But the Metro has remained £253 million short of the funding needed to complete it, with little prospect of the money being found.

Today, the plan for the City Region emerged as the best chance for the Metro extension, together with a wish list of other major transport infrastructure projects, to become reality.

So far, the Government has refused the cash.

Metro extensions from Birmingham Snow Hill to Five Ways via Corporation Street, New Street Station and Broad Street as well as the Wednesbury to Brierley Hill via Dudley town centre line are ready for implementation, according to Centro.

Despite securing £36 million from Merry Hill shopping centre owner Westfield and developer Ballymore, funding packages for the projects have yet to be agreed by Government because the councils of the West Midlands unanimously rejected a trial congestion charging scheme which could have raised the revenue locally..

Work has already begun to purchase land compulsorily along the route at a cost of £12 million. The first piece of land is 24,111 sq ft in Park Lane East, Tipton, a disused builders' yard which could become a car park for Metro users and Dudley Port rail station.

Delays to the project mean Centro would lose its right to compulsorily buy land by 2010 if it did not start to use its powers, granted in 2005.

A second phase costing £30 million would see trams go further into Wolverhampton from their current terminus at St George's.

Centro spokeswoman Babs Coombes said: "Metro is a regional priority and we will be submitting a business case for the funding.

"We are making this announcement to inform manufacturers that we could soon be in the market for new trams."

Record set ▸
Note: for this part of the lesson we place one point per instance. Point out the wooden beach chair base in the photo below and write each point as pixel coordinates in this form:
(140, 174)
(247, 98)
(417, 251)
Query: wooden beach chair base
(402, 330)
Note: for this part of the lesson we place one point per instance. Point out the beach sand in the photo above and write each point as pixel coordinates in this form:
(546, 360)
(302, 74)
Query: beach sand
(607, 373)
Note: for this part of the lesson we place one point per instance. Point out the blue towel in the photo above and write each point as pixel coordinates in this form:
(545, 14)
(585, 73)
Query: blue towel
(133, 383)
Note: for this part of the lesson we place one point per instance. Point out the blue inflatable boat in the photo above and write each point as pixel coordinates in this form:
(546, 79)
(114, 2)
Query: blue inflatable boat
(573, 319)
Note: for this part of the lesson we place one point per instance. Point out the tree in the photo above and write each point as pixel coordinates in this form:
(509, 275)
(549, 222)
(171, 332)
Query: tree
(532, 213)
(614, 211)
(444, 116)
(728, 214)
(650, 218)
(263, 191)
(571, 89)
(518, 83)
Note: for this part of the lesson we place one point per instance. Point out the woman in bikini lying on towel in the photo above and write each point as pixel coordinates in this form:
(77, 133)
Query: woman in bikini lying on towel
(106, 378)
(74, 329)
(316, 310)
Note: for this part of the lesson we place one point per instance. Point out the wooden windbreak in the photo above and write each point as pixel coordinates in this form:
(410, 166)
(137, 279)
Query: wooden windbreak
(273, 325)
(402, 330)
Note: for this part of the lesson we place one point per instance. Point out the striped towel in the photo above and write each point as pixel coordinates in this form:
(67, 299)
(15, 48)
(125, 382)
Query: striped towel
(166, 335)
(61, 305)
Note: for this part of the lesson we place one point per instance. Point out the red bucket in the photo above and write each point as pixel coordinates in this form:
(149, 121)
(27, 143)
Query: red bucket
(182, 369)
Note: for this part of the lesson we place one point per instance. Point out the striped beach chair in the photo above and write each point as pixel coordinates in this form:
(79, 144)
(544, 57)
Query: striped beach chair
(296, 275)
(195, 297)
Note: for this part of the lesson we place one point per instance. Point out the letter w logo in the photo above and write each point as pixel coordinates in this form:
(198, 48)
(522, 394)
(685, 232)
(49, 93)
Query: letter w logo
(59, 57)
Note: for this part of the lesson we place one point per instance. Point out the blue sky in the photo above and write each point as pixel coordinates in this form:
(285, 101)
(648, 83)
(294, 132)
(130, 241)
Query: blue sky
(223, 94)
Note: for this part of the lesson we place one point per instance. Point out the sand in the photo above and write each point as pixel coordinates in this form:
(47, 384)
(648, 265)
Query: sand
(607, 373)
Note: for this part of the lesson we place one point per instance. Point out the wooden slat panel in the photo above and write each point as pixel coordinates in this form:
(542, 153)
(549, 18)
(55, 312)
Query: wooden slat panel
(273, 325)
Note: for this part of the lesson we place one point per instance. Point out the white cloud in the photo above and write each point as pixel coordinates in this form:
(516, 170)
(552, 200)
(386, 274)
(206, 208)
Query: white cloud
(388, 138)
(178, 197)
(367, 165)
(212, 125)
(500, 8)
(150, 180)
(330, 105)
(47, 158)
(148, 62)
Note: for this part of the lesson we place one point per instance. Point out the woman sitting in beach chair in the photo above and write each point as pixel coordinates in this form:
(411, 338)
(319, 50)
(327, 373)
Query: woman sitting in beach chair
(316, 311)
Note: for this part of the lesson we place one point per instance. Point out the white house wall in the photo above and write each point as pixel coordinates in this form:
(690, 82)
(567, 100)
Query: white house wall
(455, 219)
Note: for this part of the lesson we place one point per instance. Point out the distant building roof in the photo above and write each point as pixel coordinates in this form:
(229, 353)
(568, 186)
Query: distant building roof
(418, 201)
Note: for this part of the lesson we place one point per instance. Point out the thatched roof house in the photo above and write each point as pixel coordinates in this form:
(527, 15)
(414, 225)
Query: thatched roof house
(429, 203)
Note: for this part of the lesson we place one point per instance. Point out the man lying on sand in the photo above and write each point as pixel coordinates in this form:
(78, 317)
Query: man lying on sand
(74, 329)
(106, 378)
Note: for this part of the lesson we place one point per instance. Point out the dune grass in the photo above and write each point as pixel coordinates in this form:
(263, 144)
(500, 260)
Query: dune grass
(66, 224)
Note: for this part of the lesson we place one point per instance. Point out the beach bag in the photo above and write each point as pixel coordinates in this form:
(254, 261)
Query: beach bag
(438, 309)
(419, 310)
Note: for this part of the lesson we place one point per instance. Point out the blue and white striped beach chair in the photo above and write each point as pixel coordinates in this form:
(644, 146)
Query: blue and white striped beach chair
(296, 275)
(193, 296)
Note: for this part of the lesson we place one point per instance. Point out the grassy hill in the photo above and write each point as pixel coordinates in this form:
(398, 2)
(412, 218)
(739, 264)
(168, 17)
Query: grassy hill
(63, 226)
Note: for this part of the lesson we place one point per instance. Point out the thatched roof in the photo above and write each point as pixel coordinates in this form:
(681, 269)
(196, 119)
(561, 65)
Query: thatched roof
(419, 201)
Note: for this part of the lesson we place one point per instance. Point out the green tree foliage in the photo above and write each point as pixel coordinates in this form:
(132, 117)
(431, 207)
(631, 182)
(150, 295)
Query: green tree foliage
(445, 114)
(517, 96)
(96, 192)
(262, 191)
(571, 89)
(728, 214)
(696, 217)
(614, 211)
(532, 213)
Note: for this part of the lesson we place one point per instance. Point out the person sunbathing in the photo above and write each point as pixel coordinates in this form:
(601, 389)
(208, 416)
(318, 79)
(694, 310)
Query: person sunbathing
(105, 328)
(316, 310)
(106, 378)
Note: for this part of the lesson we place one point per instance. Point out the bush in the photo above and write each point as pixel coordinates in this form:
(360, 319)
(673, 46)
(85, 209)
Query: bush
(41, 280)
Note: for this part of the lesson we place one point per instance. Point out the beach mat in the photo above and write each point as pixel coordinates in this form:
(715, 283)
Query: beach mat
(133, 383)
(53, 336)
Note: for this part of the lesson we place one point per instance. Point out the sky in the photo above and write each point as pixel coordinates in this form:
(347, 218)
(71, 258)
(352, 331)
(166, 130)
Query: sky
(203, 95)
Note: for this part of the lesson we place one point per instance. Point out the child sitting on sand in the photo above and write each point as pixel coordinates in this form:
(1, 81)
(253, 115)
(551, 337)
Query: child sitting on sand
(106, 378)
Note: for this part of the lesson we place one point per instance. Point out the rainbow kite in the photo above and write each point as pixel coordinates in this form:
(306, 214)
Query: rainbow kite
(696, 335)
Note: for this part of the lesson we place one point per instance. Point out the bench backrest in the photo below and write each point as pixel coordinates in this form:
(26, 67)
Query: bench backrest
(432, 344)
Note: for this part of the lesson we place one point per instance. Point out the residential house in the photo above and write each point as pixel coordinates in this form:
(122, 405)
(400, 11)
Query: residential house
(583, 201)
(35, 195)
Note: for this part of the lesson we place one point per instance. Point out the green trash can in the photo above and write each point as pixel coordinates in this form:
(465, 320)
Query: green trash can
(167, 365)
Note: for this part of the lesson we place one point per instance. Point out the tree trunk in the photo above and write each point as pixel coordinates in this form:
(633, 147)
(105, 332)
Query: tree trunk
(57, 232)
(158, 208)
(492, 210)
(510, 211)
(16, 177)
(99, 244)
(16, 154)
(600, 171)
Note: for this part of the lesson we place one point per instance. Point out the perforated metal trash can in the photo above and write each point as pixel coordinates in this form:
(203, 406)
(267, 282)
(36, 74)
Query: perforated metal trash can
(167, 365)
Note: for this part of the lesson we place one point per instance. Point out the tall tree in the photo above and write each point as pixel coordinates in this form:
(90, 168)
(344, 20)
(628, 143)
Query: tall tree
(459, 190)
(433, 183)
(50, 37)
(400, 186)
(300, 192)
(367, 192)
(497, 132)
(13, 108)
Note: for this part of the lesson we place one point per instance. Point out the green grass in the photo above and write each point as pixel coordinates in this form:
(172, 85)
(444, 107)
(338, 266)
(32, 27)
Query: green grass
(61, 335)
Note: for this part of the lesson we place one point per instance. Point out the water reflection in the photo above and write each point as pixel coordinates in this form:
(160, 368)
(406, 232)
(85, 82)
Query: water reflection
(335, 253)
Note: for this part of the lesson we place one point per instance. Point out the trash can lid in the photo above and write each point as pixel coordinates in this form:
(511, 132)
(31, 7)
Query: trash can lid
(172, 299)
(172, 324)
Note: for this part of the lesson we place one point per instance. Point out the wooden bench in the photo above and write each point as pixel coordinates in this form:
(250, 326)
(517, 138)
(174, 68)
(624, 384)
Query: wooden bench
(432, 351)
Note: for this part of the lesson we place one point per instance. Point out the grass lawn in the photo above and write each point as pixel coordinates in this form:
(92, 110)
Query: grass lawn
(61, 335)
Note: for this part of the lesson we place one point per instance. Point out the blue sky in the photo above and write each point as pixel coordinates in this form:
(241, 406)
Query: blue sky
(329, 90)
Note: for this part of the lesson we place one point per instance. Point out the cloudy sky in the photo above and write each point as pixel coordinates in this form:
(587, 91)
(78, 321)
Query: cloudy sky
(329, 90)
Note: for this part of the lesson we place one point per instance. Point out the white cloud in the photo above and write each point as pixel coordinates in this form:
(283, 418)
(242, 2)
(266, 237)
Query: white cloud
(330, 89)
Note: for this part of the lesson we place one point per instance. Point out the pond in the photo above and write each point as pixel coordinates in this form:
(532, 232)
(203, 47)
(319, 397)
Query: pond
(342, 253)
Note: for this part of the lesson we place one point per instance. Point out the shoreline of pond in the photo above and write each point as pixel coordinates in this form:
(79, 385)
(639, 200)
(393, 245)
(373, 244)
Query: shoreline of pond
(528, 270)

Short task 1 ▸
According to the Metro funding article, why has the Government not yet agreed funding packages for the Metro extension projects? Answer in one to three sentences.
Short task 2 ▸
In the Metro funding article, rewrite the paragraph beginning "Work has already begun" as a short bulleted list that keeps its main facts.
Short task 3 ▸
Carry on the Metro funding article from the point where it stops.

Output 1 ▸
The Government has not agreed the funding packages because the West Midlands councils unanimously rejected a trial congestion charging scheme. That scheme could have raised the revenue locally.

Output 2 ▸
- Compulsory purchase of land along the route has begun.
- The total cost is £12 million.
- The first plot covers 24,111 sq ft in Park Lane East, Tipton.
- It is a disused builders' yard.
- It could become a car park for Metro users and Dudley Port rail station.

Output 3 ▸
The Treasury has said at least two areas could become city regions in April.

If the scheme gets the go-ahead, the West Midlands councils could then discuss their formal proposals for the accelerated development zones with the Treasury in the summer.

Any expansion of the Metro would also unlock further investment from the Midland Metro.

Around £45 million extra would be spent on 25 new, longer trams.

West Midlands transport authority Centro has said the new trams are needed in order to provide 10 trams an hour off peak and to increase the capacity of carriages at peak times from 158 to 220.

Currently six trams an hour run between Wolverhampton St George's and Birmingham Snow Hill off-peak, rising to 10 during rush hours.

Centro intends to have the new trams by 2014, but will not be able to ask manufacturers to bid for the work until it has confirmed it can build a new seven-mile Metro line from Wednesbury to Brierley Hill.

There are also plans to extend the Metro through Birmingham city centre from Snow Hill at a further cost of £70 million.